---- RECORDS PROVIDED

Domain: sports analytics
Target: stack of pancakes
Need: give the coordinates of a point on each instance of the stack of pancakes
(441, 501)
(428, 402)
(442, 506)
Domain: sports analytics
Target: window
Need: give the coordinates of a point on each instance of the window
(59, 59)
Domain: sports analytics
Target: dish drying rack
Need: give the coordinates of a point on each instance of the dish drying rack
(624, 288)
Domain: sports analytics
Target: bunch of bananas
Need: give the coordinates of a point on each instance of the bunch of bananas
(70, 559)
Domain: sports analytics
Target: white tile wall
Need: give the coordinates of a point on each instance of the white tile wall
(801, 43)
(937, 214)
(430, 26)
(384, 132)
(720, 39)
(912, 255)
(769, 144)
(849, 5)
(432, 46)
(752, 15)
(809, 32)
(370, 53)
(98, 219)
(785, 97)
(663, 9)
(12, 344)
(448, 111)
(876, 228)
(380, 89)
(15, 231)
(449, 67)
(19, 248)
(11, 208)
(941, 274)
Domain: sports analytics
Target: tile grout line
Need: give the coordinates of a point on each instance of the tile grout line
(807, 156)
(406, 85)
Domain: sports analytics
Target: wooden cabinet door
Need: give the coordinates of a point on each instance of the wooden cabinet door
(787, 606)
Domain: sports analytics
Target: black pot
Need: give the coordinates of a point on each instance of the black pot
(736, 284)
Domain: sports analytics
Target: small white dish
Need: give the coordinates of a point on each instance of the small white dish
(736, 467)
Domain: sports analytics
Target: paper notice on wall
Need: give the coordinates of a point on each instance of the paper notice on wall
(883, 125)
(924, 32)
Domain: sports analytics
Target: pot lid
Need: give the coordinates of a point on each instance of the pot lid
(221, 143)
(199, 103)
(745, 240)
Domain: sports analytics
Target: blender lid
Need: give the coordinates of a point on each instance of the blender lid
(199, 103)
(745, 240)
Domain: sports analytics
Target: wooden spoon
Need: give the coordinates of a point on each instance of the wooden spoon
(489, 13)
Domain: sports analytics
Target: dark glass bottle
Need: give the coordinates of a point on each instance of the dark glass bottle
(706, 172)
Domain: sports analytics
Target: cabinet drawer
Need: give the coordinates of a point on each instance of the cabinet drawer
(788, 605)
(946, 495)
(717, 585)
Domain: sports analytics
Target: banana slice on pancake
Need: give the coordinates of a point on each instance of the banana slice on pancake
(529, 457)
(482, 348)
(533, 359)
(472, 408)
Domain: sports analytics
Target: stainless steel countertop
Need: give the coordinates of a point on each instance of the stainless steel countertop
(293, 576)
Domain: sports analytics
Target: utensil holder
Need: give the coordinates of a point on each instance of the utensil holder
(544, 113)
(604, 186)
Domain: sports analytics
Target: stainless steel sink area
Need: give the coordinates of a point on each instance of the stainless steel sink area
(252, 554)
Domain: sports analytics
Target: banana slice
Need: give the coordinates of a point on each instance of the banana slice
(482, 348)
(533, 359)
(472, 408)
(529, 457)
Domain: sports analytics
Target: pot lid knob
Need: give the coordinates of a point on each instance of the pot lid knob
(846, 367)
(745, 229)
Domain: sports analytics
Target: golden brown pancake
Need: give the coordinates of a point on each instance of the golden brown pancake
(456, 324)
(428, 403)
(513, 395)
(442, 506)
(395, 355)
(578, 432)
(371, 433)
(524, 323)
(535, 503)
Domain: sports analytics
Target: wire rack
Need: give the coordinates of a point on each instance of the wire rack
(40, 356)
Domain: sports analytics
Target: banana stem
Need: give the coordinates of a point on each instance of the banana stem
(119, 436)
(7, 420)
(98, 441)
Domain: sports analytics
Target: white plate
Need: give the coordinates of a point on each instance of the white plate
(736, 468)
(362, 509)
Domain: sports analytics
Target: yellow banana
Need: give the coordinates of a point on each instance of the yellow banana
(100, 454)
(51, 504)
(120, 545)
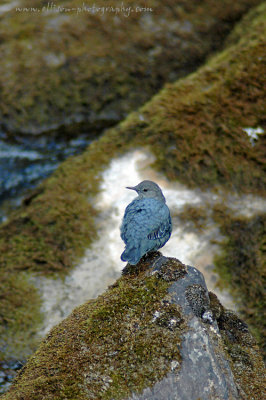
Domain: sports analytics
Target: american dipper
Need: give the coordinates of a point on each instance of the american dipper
(146, 225)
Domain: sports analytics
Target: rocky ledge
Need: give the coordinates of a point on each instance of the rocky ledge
(157, 333)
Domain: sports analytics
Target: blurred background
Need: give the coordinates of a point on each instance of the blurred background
(98, 96)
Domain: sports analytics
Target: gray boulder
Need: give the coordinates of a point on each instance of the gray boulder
(157, 333)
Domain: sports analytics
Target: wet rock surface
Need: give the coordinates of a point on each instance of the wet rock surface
(62, 66)
(196, 130)
(172, 343)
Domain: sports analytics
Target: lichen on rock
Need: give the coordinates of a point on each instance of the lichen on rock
(193, 127)
(143, 336)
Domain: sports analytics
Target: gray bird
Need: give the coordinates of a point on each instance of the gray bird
(146, 225)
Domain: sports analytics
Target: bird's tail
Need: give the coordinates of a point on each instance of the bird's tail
(132, 255)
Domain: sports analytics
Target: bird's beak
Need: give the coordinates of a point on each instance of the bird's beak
(131, 187)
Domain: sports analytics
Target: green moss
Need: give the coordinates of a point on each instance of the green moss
(197, 216)
(243, 353)
(242, 267)
(108, 347)
(194, 129)
(57, 66)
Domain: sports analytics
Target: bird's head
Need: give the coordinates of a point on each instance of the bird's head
(148, 189)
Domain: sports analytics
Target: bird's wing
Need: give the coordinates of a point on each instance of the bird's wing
(146, 218)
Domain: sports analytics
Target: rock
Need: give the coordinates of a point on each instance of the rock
(193, 128)
(88, 68)
(151, 335)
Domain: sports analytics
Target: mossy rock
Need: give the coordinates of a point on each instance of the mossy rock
(138, 337)
(62, 68)
(194, 129)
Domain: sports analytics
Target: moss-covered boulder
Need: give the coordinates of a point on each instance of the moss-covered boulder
(156, 333)
(67, 63)
(194, 128)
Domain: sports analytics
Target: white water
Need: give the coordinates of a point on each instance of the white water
(102, 265)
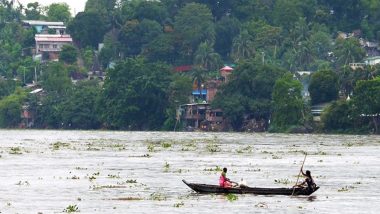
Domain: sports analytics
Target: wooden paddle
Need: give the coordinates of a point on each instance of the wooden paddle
(294, 187)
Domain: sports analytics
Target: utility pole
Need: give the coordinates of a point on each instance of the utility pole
(24, 76)
(35, 73)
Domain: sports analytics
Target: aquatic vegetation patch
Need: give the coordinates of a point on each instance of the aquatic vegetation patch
(166, 167)
(346, 188)
(23, 183)
(276, 157)
(282, 181)
(74, 177)
(57, 145)
(216, 169)
(151, 147)
(141, 156)
(93, 176)
(156, 196)
(128, 199)
(71, 209)
(166, 145)
(180, 204)
(114, 176)
(189, 147)
(99, 187)
(247, 149)
(80, 168)
(232, 197)
(15, 151)
(211, 147)
(261, 205)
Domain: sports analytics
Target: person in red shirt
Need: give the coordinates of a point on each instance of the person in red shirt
(223, 180)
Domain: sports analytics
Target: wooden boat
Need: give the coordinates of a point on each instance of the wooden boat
(206, 188)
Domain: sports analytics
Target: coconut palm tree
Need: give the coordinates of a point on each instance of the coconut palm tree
(242, 46)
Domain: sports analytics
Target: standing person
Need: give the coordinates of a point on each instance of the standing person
(223, 180)
(309, 181)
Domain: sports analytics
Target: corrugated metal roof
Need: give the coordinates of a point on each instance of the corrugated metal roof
(38, 22)
(53, 38)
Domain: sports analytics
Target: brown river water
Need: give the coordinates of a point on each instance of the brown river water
(141, 172)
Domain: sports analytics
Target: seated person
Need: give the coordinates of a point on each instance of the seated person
(223, 180)
(308, 181)
(243, 183)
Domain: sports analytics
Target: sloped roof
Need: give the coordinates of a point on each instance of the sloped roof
(227, 68)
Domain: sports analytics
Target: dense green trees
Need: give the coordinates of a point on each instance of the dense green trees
(288, 104)
(68, 54)
(339, 117)
(10, 109)
(248, 95)
(367, 100)
(87, 28)
(135, 95)
(323, 87)
(59, 12)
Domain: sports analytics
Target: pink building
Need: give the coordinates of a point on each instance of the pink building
(49, 45)
(225, 72)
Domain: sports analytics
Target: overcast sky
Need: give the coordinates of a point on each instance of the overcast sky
(75, 5)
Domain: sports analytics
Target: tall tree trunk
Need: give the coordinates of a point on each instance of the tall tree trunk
(375, 119)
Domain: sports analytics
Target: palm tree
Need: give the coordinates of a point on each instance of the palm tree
(349, 50)
(242, 46)
(206, 57)
(198, 77)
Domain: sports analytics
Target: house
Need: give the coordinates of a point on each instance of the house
(225, 72)
(45, 27)
(49, 45)
(201, 116)
(371, 61)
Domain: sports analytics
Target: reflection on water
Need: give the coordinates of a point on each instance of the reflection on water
(142, 172)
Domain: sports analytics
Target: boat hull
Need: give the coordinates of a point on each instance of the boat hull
(206, 188)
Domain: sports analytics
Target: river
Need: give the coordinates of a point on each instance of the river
(141, 172)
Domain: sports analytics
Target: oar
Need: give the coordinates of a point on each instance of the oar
(294, 187)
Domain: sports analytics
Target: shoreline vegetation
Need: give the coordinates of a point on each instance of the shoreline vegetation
(294, 66)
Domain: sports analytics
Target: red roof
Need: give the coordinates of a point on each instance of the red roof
(227, 68)
(183, 68)
(53, 38)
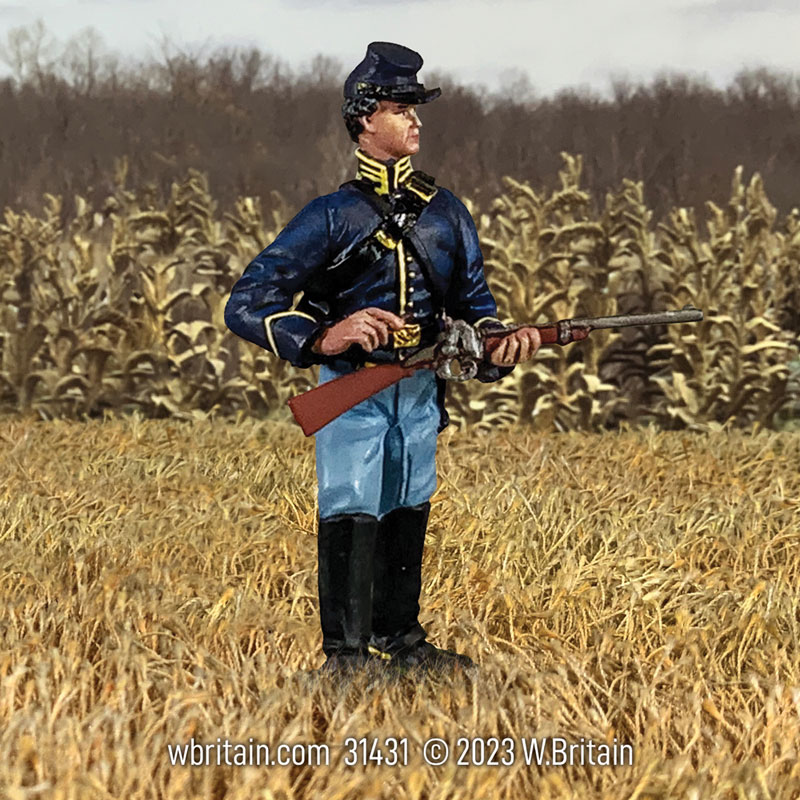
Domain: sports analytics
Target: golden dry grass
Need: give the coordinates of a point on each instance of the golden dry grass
(159, 581)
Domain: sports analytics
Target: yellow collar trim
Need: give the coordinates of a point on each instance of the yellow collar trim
(386, 178)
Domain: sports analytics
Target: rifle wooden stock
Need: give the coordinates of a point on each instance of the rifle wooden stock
(317, 407)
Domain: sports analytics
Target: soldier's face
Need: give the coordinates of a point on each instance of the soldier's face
(392, 131)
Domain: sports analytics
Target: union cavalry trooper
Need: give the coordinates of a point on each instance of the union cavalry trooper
(379, 263)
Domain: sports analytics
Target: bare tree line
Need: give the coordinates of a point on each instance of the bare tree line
(257, 127)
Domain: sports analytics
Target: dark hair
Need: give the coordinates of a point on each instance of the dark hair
(355, 107)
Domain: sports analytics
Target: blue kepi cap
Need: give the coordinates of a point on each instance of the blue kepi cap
(389, 72)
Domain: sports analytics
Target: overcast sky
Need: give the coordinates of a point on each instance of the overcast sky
(569, 43)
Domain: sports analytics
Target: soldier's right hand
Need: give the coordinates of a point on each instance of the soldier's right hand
(368, 327)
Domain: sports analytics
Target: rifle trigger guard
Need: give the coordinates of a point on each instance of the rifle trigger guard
(459, 342)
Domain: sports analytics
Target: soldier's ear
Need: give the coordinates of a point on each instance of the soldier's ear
(366, 122)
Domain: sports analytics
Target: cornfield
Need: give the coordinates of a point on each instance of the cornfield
(160, 588)
(121, 308)
(633, 587)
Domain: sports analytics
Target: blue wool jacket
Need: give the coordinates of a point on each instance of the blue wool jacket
(450, 277)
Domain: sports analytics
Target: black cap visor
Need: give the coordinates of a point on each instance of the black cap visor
(413, 95)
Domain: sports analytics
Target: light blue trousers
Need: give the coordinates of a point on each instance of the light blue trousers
(381, 454)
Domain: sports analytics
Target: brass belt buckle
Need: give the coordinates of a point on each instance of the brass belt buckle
(407, 336)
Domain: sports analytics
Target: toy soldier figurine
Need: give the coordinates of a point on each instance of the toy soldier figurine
(379, 263)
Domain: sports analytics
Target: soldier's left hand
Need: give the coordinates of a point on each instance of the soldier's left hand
(516, 347)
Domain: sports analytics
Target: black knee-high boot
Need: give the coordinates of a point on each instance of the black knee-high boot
(397, 585)
(398, 578)
(346, 550)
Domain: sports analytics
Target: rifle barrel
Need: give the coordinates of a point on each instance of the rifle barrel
(626, 320)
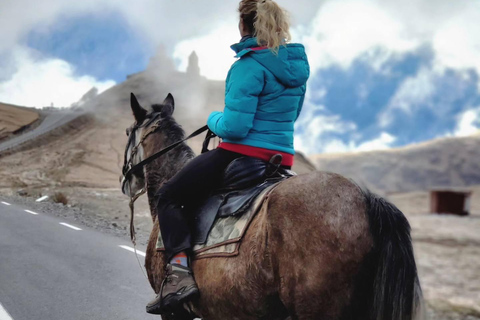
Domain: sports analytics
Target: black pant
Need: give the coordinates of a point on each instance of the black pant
(186, 190)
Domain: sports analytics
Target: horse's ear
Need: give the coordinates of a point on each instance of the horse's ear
(138, 112)
(168, 106)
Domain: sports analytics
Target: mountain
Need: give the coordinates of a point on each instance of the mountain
(89, 152)
(445, 162)
(14, 119)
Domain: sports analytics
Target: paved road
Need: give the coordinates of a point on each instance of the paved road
(52, 121)
(50, 271)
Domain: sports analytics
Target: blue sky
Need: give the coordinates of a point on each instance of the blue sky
(384, 74)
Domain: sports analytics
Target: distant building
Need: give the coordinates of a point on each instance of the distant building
(450, 201)
(193, 69)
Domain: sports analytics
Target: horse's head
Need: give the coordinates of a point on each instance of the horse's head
(146, 122)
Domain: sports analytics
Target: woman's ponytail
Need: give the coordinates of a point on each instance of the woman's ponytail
(270, 24)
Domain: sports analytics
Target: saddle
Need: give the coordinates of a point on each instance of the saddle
(231, 207)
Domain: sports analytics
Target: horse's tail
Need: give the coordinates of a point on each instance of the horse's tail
(395, 290)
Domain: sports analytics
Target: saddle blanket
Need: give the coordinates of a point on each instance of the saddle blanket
(226, 234)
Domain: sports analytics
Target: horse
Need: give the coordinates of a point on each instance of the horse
(324, 248)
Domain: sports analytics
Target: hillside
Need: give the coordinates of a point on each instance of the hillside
(91, 153)
(14, 118)
(445, 162)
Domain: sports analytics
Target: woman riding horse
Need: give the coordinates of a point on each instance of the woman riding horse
(265, 89)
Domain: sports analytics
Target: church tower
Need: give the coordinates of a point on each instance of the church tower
(193, 70)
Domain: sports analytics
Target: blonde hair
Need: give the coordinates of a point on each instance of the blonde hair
(268, 22)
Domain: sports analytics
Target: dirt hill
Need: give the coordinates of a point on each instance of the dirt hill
(14, 118)
(446, 162)
(90, 154)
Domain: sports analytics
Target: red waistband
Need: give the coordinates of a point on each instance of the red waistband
(260, 153)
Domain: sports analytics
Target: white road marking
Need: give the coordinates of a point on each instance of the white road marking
(4, 315)
(70, 226)
(133, 250)
(41, 199)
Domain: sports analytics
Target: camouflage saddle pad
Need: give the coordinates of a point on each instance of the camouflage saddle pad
(226, 233)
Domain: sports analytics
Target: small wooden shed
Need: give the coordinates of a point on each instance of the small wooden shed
(450, 201)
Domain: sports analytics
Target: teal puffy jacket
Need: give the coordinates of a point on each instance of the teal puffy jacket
(263, 97)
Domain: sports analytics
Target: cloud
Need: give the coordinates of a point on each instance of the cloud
(343, 31)
(413, 93)
(39, 82)
(468, 123)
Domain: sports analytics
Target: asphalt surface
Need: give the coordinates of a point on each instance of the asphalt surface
(52, 121)
(50, 271)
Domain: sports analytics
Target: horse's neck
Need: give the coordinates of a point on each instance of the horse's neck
(164, 168)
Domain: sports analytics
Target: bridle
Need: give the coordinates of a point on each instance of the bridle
(129, 168)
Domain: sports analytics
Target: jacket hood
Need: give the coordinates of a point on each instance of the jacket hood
(290, 66)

--------

List every line in the rows above that contains the word "barrel".

Target: rifle barrel
Need: give the coordinates of a point on each instance of the rifle barrel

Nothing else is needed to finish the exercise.